» **Werkinstructies**:
• A. Geef voor elk van de uitspraken (i), (ii) en (iii) aan of ze overeenkomen met de tekst over mandaat, volmacht en machtiging. Antwoord per uitspraak met ja of nee en citeer letterlijk de woorden uit die tekst die de doorslag geven.
(i) De plaatsvervangend secretaris-generaal krijgt mandaat voor het vaststellen van interne circulaires.
(ii) Onder de besluiten over ambtenaren met salarisschaal 15 of hoger valt het verlenen van buitengewoon verlof op basis van artikel 34 van het ARAR.
(iii) De hoofden van dienst krijgen ook mandaat voor aangelegenheden waarvoor al mandaat is verleend aan de secretaris-generaal.
• B. Schrijf de tekst over mandaat, volmacht en machtiging verder, te beginnen na de laatste zin ervan.

1 Aan de plaatsvervangend secretaris-generaal wordt mandaat, volmacht en machtiging verleend voor:
a. aangelegenheden op het gebied van de Wet openbaarheid van bestuur, voor zover niet vallend onder artikel 3, tweede lid, onder a, of behorend tot het werkterrein van een hoofd van dienst;
b. het uitoefenen van de bevoegdheden van de minister inzake benoeming, schorsing en ontslag van ambtenaren en andere personen in organen van rechtspersonen en colleges, voor zover daarvoor geen mandaat, volmacht en machtiging is verleend aan een hoofd van dienst;
c. aangelegenheden op het gebied van personeel, financiën, organisatie en bedrijfsvoering, voor zover niet vallend onder het werkterrein van een hoofd van dienst.
2 Tot de aangelegenheden, bedoeld in het eerste lid, onder c, behoren in ieder geval:
a. het vaststellen van de organisatie en formatie van de diensten, voorzover daarvoor geen mandaat, volmacht en machtiging is verleend aan een hoofd van dienst;
b. het vaststellen van de apparaatskosten van de diensten;
c. het vaststellen van interne circulaires;
d. de P&O-aangelegenheden van het bureau secretaris-generaal;
e. beslissingen op bezwaarschriften inzake personeelsaangelegenheden;
f. personeelsaangelegenheden met betrekking tot de hoofden van dienst;
g. besluiten ten aanzien van ambtenaren voor wie salarisschaal 15 of hoger van bijlage B of bijlage A van het BBRA geldt, respectievelijk kandidaten voor functies waarvoor die salarisschalen gelden, inhoudende:
1°. het aanstellen in tijdelijke dienst en het beëindigen van tijdelijke aanstellingen;
2°. het benoemen in en ontslaan uit kwetsbare functies;
3°. het verlenen van buitengewoon verlof op basis van artikel 34 van het ARAR;
4°. het opdragen van een andere functie op basis van artikel 57 van het ARAR;
5°. het opdragen van tijdelijke andere werkzaamheden op basis van artikel 58 van het ARAR;
6°. het opleggen van disciplinaire straffen op grond van artikel 81 van het ARAR, met uitzondering van het indelen in een lagere salarisschaal als bedoeld in artikel 81, eerste lid, onder i, van het ARAR, respectievelijk het verlenen van ontslag, als bedoeld in artikel 81, eerste lid, onder l, van het ARAR van ambtenaren in vaste dienst;
7°. het schorsen van een ambtenaar in tijdelijke dienst op basis van artikel 91 van het ARAR;
8°. het verminderen van de bezoldiging tijdens schorsing op basis van artikel 92 van het ARAR.
1 Aan de hoofden van dienst wordt, ieder voor zich, mandaat, volmacht en machtiging verleend voor aangelegenheden op zijn werkterrein, waaronder begrepen de P&O-aangelegenheden van zijn dienst, met uitzondering van aangelegenheden waarvoor mandaat, volmacht en machtiging is verleend aan de secretaris-generaal en de plaatsvervangend secretaris-generaal, of aan een ander hoofd van dienst.

» **Vastgelegde gegevens**:
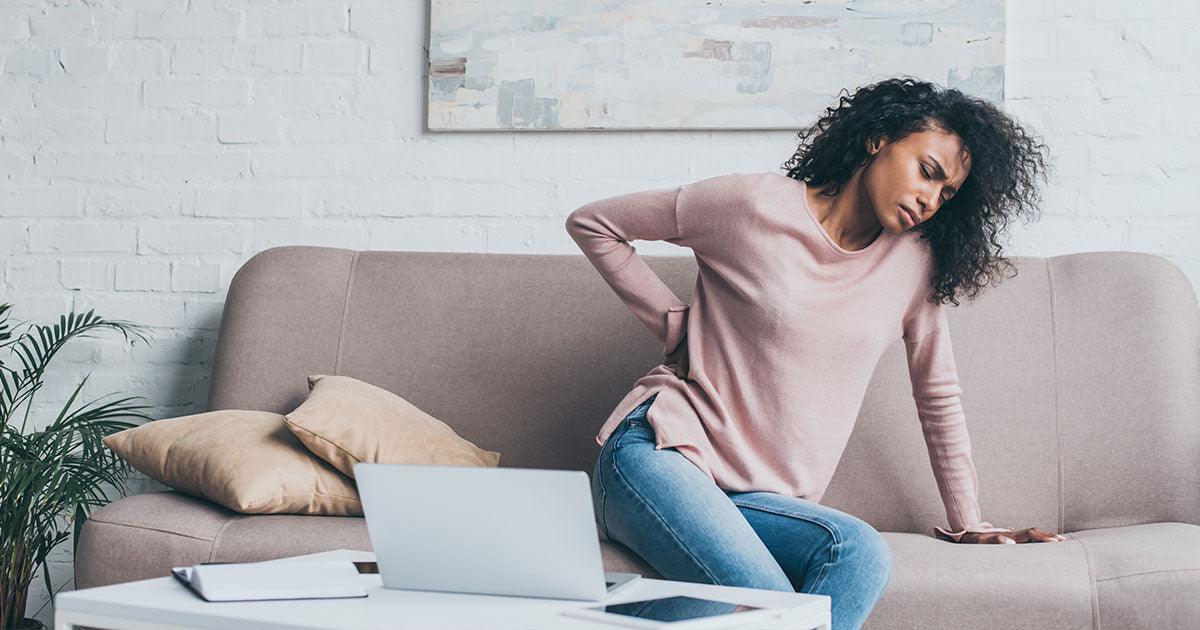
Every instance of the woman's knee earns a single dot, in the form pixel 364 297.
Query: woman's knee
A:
pixel 867 549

» **Resultaten**:
• A.
(i) Ja: "het vaststellen van interne circulaires"
(ii) Ja: "het verlenen van buitengewoon verlof op basis van artikel 34 van het ARAR"
(iii) Nee: "met uitzondering van aangelegenheden waarvoor mandaat, volmacht en machtiging is verleend aan de secretaris-generaal"

• B.
2 Aan de hoofden van dienst wordt voorts, ieder voor zijn werkterrein, mandaat en machtiging verleend inzake de benoeming en het ontslag van leden van adviescommissies ter zake van subsidieverlening, die zijn ingesteld in een algemeen verbindend voorschrift.
Aan de directeur-generaal van de Buitenlandse Economische Betrekkingen wordt mandaat en machtiging verleend inzake de benoeming en het ontslag van de leden van het Adviescollege Programma Samenwerking Oost-Europa.
Stcrt. 2005, 242, datum inwerkingtreding 01-01-2006, bevat een wijziging met terugwerkende kracht van dit artikel. Deze wijziging werkt terug tot en met 01-10-2005.
Aan de directeur-generaal van de Buitenlandse Economische Betrekkingen wordt mandaat en machtiging verleend inzake de benoeming en het ontslag van de leden van de Deelcommissie programma samenwerking opkomende markten – Economische Zaken van de Adviescommissie programma samenwerking opkomende markten.
Aan de directeur-generaal van Energie wordt mandaat, volmacht en machtiging verleend voor het nemen van besluiten en verrichten van overige handelingen die verband houden met:
a. de Mijnbouwwet, het Mijnbouwbesluit en de Mijnbouwregeling, met uitzondering van het nemen van besluiten en het verrichten van overige handelingen waarvoor in artikel 14 mandaat, volmacht en machtiging wordt verleend aan de inspecteur-generaal der mijnen;
b. benoeming, schorsing en ontslag van de leden van de Mijnraad;
c. benoeming, schorsing en ontslag van de Technische commissie bodembeweging;
d. benoeming en ontslag van de leden van de Raad van Toezicht van de Stichting Energieonderzoek Centrum Nederland;
e. benoeming en ontslag van de bestuursleden van de stichting Centraal Orgaan Voorraadvorming Aardolieprodukten.
Aan de directeur-generaal van Ondernemen en Innovatie wordt mandaat en machtiging verleend inzake de benoeming en het ontslag van de leden van de Gemeenschappelijke Raadgevende Commissie.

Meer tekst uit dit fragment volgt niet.